What you are asked to do =
Could you convert every line of the entries below into a Markdown table with the columns Row and Line, numbering the rows and skipping blank lines? Leave the pictures out.

╭─ Task material

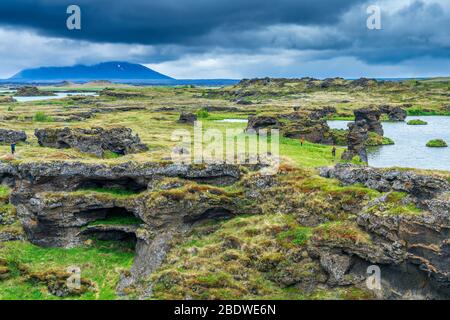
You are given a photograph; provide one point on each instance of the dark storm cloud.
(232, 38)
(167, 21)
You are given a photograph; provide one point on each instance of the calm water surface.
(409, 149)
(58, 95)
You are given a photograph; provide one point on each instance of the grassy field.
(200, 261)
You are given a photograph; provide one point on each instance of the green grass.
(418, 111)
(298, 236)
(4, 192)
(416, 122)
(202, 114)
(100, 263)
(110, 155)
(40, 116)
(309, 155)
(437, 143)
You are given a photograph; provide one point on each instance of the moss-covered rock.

╰─

Task answer =
| Row | Line |
|---|---|
| 1 | You are given a photograph; provide one point on each instance of the dark storm cloud. |
| 2 | (232, 38) |
| 3 | (167, 21) |
| 4 | You are given a photograph; provide one point on each instance of the calm water surface. |
| 5 | (409, 149) |
| 6 | (58, 95) |
| 7 | You are given a photograph; provide one point on each instance of the grassy field. |
| 8 | (200, 261) |
| 9 | You are given a photograph; provide one point on each instance of the green grass. |
| 10 | (418, 111) |
| 11 | (298, 236) |
| 12 | (4, 192) |
| 13 | (416, 122) |
| 14 | (202, 114) |
| 15 | (100, 263) |
| 16 | (110, 155) |
| 17 | (40, 116) |
| 18 | (309, 155) |
| 19 | (437, 143) |
| 20 | You are given a photograph; provide one point on each instance of the moss-covered rock. |